# Passage
-----
The present 30" have been around for couple of years,but the panel developement seem to have stagnated. Havent heard much talk about larger panels, or superhi-res either.
So,would there be some 35" 3500 x 2000px wide wonders coming up at some point?
Some 47" qhd´s were apparently promised last year,but havent seen them either..


So,any big love coming up?
 
1984? Anyone?
A bit fasistic,if you ask me.
But mods rule,mobs obey.

But,to the subject.

Is there any larger 30"+ panels in pipeline?

The present 30" have been around for couple of years,but the panel developement seem to have stagnated. Havent heard much talk about larger panels, or superhi-res either.
So,would there be some 35" 3500 x 2000px wide wonders coming up at some point?
Some 47" qhd´s were apparently promised last year,but havent seen them either..


So,any big love coming up?

Honestly, who the hell needs a 47" monitor? It just wouldn't be practical. Even the 30" requires you to rotate your head...
 
Honestly, who the hell needs a 47" monitor? It just wouldn't be practical. Even the 30" requires you to rotate your head...

Well,let´s see?

Video: You could have your palettes,pre-processed image and final render in same display.
Music : You could have your full tracklist (128 tracks?) and all other stuff visible all the time.
Photo: Hmm..Well,you could run LR and photoshop side by side AND working on vertical photos would be easier due to the greater height.


I´ve personally been working with a 30" for the last year for photo,and honestly, it is a bit too small. Been considering a second 23" or 30" for additional display for added room. Especially in LR you would need the previews to be larger. The present 3 previews side by side is too cramped to make out the neccessary details,so you have to zoom in all the time.
And in music studios,where you can have the mixing table between yourself and display a big display is neccessity.


And if you need to rotate your head while watching the 30", it is too close to you... ;)


But honestly, I wouldnt need a 47" myself. A 32-35" would be suave.
 
Honestly, who the hell needs a 47" monitor? It just wouldn't be practical. Even the 30" requires you to rotate your head...

I thought that the 30" was too big when I first saw it. Now I think that my girlfriend's 24" on her iMac is tiny.
 
What kind of video card would be required to power a 47" display at full resolution? Certainly nothing apple is shipping..
-----
[Point labeling dataset excerpts]
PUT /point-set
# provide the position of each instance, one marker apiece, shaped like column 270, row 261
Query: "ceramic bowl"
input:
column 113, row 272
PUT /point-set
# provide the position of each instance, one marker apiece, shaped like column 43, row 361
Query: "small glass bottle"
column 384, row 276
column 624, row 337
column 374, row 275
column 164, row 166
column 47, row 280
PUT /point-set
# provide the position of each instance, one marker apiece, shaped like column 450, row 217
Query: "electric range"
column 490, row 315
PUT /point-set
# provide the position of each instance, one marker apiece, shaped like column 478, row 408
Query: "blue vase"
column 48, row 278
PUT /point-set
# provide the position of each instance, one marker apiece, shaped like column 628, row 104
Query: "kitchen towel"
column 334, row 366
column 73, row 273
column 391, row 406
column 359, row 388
-----
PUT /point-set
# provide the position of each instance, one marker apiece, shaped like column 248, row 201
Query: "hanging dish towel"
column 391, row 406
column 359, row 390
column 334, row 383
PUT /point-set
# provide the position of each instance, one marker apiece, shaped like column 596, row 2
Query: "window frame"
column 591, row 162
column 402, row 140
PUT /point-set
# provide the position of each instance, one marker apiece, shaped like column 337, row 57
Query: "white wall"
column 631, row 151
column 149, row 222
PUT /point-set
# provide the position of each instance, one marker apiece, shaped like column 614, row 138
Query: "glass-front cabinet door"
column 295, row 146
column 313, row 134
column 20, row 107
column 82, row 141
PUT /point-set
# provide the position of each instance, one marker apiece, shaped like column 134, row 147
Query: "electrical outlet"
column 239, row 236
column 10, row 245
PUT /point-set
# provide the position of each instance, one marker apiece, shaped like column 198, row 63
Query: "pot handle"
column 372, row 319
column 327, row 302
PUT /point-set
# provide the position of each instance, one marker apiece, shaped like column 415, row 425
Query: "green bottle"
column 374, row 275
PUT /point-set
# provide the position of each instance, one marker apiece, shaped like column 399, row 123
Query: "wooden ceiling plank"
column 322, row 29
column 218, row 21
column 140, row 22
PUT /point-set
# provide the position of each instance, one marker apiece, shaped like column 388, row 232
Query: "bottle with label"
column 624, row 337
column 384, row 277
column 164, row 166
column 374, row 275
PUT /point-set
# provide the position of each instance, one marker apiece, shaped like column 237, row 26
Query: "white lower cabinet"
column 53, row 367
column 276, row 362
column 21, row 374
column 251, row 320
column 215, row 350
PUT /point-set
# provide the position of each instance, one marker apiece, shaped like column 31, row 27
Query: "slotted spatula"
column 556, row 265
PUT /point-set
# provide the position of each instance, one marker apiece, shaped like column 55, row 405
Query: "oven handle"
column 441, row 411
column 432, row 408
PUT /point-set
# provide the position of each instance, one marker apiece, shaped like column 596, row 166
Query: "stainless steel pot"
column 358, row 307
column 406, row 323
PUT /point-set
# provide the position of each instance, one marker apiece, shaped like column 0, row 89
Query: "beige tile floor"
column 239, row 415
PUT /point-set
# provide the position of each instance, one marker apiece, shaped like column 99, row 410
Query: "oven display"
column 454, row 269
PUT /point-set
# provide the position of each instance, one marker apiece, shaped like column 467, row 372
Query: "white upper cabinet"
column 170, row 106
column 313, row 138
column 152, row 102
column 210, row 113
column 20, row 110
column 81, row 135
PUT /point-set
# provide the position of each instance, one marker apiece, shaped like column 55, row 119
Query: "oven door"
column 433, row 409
-----
# Exercise set
1. Please report how many lines of the entries contain the string "towel", counting case.
2. Resume the discussion of larger monitor panels, starting after its last sentence.

# Answers per task
1. 2

2.
I'm sure that dual-link DVI can handle more than the 2560x1600 of the current 30". Although I wouldn't be completely happy with the move, if Apple switched to HDMI-based displays and graphics cards (HDMI 1.3), it would increase the maximum bandwidth by about 40%. That would mean something like 3072x1920 for a low to mid 30s LCD.
 
I'm sure that dual-link DVI can handle more than the 2560x1600 of the current 30".

Don't be so sure - it looks like the 30" is right at the design limit of dual-link DVI....

http://en.wikipedia.org/wiki/Dual-link_DVI

"WQXGA (2560 × 1600) @ 60 Hz with GTF blanking (2x174 MHz) (30" Apple, Dell, HP, Quinux, and Samsung LCDs)"​

You might be able to push it a little bit, but not to 4K....
 
Correct me if my observation is not correct.

The photos of the new Nvidia & ATI/AMD video cards that people have mentioned as wanting to see Apple release do not have any HDMI connections. It looked like DVI & S-Video. So HDMI would be out of the picture.
 
Don't be so sure - it looks like the 30" is right at the design limit of dual-link DVI....

http://en.wikipedia.org/wiki/Dual-link_DVI

"WQXGA (2560 × 1600) @ 60 Hz with GTF blanking (2x174 MHz) (30" Apple, Dell, HP, Quinux, and Samsung LCDs)"​

You might be able to push it a little bit, but not to 4K....

I read that wiki post too. Above the section you quoted it just states "Example Display Modes", not maximums. In a paragraph above it, it states that the maximum resolution for single link is 2098x1311 (in a 16:10 ratio). Dual Link having exactly twice the bandwidth would then be capable of roughly 2,967 x 1,854 in the same aspect ratio. Not a monumental increase, but the 30 incher's current resolution is not the maximum.

HDMI 1.3 has a 10.2 Gbit/s which would bump that limit to roughly 3,483 x 2,176.


Sure you haven't seen any cards with HDMI on them. But don't forget that Apple hasn't always gone with the mainstream connection (ADC). They were able to get their own cards from the manufacturers with the proprietary connection. Although by going with HDMI 1.3 they'd be ahead of the mainstream instead of behind (as they were towards the end of ADC).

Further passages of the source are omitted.